**WHAT TO WORK ON**
Without including any picture, copy the entries that follow word for word.
****
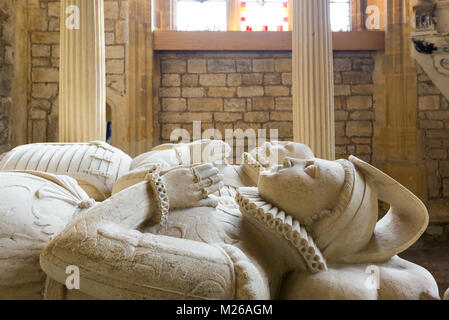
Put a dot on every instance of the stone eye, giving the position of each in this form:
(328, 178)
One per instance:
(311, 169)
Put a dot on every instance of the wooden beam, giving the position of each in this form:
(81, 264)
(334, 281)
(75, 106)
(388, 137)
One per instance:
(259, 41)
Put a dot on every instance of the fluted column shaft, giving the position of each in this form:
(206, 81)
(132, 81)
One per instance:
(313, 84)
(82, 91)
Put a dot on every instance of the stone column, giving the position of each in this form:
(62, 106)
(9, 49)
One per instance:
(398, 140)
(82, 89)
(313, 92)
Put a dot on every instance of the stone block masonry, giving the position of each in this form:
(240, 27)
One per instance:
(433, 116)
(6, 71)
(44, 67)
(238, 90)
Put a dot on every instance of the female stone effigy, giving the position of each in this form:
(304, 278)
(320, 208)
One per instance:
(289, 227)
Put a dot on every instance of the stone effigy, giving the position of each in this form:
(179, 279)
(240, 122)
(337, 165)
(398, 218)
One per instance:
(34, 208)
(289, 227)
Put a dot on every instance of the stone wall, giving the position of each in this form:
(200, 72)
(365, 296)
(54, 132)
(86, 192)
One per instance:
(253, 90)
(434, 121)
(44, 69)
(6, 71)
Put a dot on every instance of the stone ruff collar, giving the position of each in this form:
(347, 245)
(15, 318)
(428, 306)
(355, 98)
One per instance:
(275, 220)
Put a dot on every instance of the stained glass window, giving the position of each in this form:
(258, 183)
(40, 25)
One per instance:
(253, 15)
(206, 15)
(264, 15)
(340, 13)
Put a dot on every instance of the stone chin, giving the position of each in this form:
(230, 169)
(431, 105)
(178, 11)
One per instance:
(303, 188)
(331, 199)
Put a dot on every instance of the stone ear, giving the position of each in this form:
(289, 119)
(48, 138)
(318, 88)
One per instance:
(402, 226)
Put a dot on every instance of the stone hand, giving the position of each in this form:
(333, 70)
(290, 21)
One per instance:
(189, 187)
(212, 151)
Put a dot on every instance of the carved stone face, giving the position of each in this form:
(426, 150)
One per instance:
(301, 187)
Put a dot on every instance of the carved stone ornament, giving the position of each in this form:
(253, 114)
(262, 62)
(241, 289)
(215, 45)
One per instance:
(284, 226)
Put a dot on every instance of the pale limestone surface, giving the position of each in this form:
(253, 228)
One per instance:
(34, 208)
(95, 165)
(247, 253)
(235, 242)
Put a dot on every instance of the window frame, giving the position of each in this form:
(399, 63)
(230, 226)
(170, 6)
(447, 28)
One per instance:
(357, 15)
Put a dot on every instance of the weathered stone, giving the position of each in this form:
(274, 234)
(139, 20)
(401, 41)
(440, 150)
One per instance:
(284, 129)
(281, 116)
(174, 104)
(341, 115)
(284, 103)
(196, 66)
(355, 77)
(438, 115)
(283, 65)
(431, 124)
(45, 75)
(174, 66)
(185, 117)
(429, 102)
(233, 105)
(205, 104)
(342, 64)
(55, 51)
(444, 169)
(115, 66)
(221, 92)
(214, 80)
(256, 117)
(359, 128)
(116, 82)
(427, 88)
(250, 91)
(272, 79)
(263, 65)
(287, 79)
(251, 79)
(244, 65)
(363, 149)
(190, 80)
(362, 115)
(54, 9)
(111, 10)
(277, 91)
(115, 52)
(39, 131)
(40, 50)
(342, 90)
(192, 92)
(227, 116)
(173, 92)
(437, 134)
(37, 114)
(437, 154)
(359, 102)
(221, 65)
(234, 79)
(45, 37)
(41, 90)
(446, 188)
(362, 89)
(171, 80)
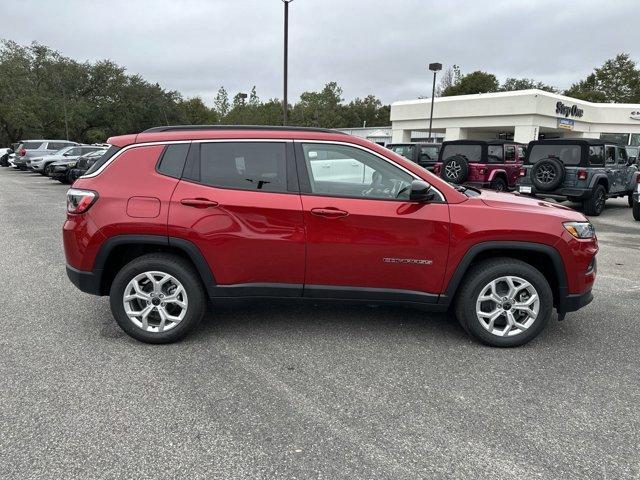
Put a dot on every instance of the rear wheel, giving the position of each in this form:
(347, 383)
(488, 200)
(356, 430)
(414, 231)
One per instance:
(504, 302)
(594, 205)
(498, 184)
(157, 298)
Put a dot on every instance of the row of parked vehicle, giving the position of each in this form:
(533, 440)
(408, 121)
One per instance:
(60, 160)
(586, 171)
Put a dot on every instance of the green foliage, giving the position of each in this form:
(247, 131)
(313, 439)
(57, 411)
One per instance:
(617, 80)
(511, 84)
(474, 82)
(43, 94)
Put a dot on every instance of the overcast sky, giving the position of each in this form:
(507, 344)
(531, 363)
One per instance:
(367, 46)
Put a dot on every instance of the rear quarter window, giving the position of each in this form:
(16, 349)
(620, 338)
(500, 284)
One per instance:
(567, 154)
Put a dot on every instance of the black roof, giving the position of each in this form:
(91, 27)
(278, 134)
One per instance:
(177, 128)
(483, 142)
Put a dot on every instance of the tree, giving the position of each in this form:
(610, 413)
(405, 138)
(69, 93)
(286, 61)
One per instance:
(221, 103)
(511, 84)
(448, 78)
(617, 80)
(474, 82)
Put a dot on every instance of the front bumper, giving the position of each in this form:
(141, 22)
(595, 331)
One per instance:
****
**WRITTEN SOLUTION**
Put a dot on every instance of the stone eye, giving the position of each in this form:
(328, 178)
One per instance:
(311, 169)
Put a dot on every instance of the wooden beam, giving the position of each in this form:
(81, 264)
(334, 281)
(75, 106)
(388, 137)
One per instance:
(259, 41)
Put a dot on every instance of the fluted column shaft, giving the position of each in this form:
(206, 81)
(132, 81)
One per instance:
(313, 84)
(82, 91)
Put a dot on every instance of the stone column, giving the position of each in this form:
(62, 106)
(9, 49)
One per instance:
(398, 140)
(82, 89)
(313, 92)
Put a dot on every instance of the stone block masonry, giving the position of each in this form:
(240, 27)
One per instance:
(433, 116)
(6, 71)
(44, 67)
(238, 90)
Put a dot on every instance of the female stone effigy, giving the position of each in this form:
(304, 278)
(320, 208)
One per instance:
(289, 227)
Put a dot on every instance of the stone effigy, giving the position of each in this form:
(179, 279)
(240, 122)
(337, 165)
(398, 218)
One per instance:
(34, 208)
(289, 227)
Put a dot on every instance of the stone wall, giving the position of each in this form:
(200, 72)
(365, 296)
(54, 132)
(86, 192)
One per instance:
(253, 90)
(434, 121)
(44, 69)
(6, 71)
Put a dot on every instance of the stone ruff collar, giving the position of each in this form:
(347, 245)
(15, 318)
(428, 306)
(355, 98)
One per instance:
(275, 220)
Put a dot on every instance of the stained glass window, giving the position of each in this form:
(258, 183)
(40, 25)
One per instance:
(253, 15)
(206, 15)
(264, 15)
(340, 13)
Put a dot on every instance of the stone chin, giving the position of each in this form:
(230, 169)
(431, 105)
(178, 11)
One per instance:
(303, 188)
(331, 199)
Put a dot on every instance of the stone ear, giving the position of each in this form:
(289, 119)
(48, 138)
(318, 88)
One per instance:
(402, 226)
Put a dot on every instance of the stone hand, giving the position of each in this form:
(333, 70)
(290, 21)
One per instance:
(189, 187)
(212, 151)
Put a dot on every instance of the carved stone face, giving the position of each in this form:
(426, 150)
One per instance:
(301, 187)
Put a dot on every instance of the carved stone ornament, giving the position of each in this form:
(253, 114)
(262, 62)
(241, 289)
(215, 45)
One per instance:
(284, 226)
Put a dot on every instance of the pale limestone surface, giving the position of each in this form:
(253, 228)
One per instance:
(34, 208)
(95, 165)
(247, 253)
(235, 242)
Put a dot on every instance of the window frame, giving the position of each in this form:
(399, 63)
(230, 226)
(170, 6)
(447, 28)
One per instance:
(357, 15)
Put a dot on every instance of the weathered stone, giving the position of each in this form:
(274, 234)
(139, 20)
(401, 41)
(440, 150)
One per instance:
(284, 129)
(281, 116)
(174, 104)
(341, 115)
(284, 103)
(196, 66)
(355, 77)
(438, 115)
(283, 65)
(431, 124)
(45, 75)
(174, 66)
(185, 117)
(429, 102)
(233, 105)
(205, 104)
(342, 64)
(55, 51)
(444, 169)
(115, 66)
(221, 92)
(214, 80)
(256, 117)
(359, 128)
(116, 82)
(427, 88)
(250, 91)
(272, 79)
(263, 65)
(287, 79)
(251, 79)
(244, 65)
(363, 149)
(190, 80)
(362, 115)
(54, 9)
(111, 10)
(277, 91)
(115, 52)
(39, 131)
(40, 50)
(342, 90)
(192, 92)
(227, 116)
(173, 92)
(437, 134)
(37, 114)
(437, 154)
(359, 102)
(221, 65)
(234, 79)
(45, 37)
(41, 90)
(446, 188)
(362, 89)
(171, 80)
Put a dot on every instance of the rear wheel, giving the position of each in this form:
(347, 383)
(488, 200)
(356, 430)
(414, 231)
One per instance:
(504, 302)
(594, 205)
(498, 184)
(157, 298)
Put a dot on every instance of the row of parked vehicle, giving the position of each in this form:
(533, 440)
(408, 121)
One per instance:
(60, 160)
(586, 171)
Put a dot on every instance of the green foliage, giving the position of each in this form:
(247, 131)
(313, 439)
(57, 411)
One per instance:
(617, 80)
(511, 84)
(474, 82)
(43, 94)
Put a dot on every instance of the overcast sky, giving the position of each in this form:
(507, 344)
(531, 363)
One per instance:
(367, 46)
Put a dot on every instance of the rear quarter window, giving the position of each in this form:
(16, 349)
(620, 338)
(500, 284)
One per instance:
(567, 154)
Put a dot on every instance of the black roof, giving the position of each in this form:
(91, 27)
(278, 134)
One per instance:
(177, 128)
(483, 142)
Put a dot on every instance of the tree, giving the position of each in this form:
(610, 413)
(405, 138)
(69, 93)
(286, 61)
One per instance:
(221, 103)
(511, 84)
(448, 78)
(617, 80)
(474, 82)
Put a dot on every instance of the front bumper, giving the position of each in this form:
(141, 22)
(595, 331)
One per instance:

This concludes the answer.